─── Data for the task ───
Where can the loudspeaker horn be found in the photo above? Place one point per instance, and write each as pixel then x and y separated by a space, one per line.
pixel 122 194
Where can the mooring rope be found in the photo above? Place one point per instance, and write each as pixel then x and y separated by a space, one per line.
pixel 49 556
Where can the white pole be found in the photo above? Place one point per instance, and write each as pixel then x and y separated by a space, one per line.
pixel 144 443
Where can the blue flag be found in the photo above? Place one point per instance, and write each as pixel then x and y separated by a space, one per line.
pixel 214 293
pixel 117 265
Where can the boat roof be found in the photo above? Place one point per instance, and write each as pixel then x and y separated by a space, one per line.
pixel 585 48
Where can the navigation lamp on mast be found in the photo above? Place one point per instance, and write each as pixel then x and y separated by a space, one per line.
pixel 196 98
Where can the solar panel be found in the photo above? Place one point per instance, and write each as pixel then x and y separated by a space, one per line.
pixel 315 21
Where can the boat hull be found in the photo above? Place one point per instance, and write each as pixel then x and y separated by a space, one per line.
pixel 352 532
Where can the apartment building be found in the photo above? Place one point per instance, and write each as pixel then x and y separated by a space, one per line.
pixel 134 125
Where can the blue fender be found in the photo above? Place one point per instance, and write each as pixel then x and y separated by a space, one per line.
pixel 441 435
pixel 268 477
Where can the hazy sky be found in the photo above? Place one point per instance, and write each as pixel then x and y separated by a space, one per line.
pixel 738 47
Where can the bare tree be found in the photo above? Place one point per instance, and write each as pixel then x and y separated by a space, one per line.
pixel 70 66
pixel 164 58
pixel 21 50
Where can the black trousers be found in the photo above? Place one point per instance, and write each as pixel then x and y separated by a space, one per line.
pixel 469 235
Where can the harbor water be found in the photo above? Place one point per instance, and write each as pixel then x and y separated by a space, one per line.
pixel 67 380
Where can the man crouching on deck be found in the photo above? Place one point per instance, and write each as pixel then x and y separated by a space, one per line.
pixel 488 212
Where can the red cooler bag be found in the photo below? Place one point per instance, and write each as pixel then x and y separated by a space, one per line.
───
### [What is asked]
Please write out the material again, starting at the line that contains "Where can the harbor" and ending with the last line of the material, and add 142 to every coordinate number in it. Leave all other text unchanged.

### [Reply to the task]
Where can the harbor water be found in the photo above? Place one point per instance, and write each as pixel then x and y separated by a space, one per line.
pixel 209 522
Where can the man crouching on deck be found in the photo above? Place one point per instance, and write each as pixel then x and y separated by a space, one per line.
pixel 630 354
Where can the red cooler bag be found in the photo below? Place one point per instance, and write each as pixel then x and y separated by a space, one per line.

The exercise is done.